> REQUIREMENT:
For each line in the data below that holds "clicks", return a copy.
####
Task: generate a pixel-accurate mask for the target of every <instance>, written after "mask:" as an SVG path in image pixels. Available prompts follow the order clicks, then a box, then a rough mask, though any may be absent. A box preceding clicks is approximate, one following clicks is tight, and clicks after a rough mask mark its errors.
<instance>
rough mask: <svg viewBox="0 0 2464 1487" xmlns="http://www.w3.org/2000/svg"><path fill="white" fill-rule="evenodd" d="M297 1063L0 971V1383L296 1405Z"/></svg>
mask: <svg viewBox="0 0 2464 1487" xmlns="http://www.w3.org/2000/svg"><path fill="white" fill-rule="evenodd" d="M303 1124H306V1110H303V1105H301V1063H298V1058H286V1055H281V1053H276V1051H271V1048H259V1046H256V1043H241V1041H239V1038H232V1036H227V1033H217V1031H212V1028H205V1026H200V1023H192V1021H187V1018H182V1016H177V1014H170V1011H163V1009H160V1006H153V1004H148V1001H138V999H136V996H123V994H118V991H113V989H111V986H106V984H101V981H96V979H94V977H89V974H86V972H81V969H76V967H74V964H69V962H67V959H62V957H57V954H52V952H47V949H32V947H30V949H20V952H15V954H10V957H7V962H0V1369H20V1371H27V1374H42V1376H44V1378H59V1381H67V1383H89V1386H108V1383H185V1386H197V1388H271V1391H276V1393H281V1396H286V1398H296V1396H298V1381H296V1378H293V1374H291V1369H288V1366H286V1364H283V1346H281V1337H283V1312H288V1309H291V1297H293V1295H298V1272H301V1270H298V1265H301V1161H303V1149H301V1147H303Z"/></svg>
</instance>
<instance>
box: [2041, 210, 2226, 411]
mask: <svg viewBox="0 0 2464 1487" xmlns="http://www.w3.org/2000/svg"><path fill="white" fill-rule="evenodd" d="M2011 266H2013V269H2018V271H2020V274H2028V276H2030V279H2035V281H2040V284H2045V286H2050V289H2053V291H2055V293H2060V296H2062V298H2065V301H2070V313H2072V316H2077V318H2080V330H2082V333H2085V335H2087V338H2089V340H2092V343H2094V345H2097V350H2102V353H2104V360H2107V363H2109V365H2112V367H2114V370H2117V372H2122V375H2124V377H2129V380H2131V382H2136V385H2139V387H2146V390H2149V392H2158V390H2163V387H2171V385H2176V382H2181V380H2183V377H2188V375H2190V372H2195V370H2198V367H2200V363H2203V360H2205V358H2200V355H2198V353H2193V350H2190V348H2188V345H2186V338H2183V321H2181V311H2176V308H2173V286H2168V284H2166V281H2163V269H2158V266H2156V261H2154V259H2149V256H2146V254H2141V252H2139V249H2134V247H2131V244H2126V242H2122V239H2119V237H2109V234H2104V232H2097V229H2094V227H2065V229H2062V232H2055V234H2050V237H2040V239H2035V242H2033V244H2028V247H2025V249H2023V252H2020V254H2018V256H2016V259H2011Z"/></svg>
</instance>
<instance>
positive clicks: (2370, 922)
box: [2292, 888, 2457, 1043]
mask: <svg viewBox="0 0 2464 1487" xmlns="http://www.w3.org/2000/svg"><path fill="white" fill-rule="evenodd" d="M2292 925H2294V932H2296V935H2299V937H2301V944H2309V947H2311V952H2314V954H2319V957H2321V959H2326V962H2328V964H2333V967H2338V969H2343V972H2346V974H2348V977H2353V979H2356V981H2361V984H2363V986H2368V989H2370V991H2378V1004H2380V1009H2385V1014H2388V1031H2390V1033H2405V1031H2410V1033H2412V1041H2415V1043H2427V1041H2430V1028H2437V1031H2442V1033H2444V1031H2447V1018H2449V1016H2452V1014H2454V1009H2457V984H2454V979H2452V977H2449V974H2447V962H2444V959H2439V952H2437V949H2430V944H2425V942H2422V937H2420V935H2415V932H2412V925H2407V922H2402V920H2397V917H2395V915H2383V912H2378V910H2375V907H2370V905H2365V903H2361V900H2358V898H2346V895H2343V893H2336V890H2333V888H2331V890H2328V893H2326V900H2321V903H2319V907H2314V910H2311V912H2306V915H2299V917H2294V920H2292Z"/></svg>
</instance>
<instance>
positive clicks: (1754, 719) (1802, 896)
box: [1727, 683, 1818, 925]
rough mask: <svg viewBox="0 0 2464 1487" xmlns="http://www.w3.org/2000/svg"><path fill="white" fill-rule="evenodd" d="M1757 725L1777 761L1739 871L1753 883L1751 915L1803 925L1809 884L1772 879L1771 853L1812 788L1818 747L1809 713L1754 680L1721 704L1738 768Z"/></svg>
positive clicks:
####
> OUTPUT:
Task: generate a pixel-accurate mask for the target of every <instance>, written after "mask:" as an SVG path in image pixels. Available prompts follow the order clicks, then a box, then a rough mask, though any may be absent. A box preceding clicks is approximate, one following clicks is tight, and clicks after a rough mask mark its errors.
positive clicks: (2370, 922)
positive clicks: (1754, 719) (1802, 896)
positive clicks:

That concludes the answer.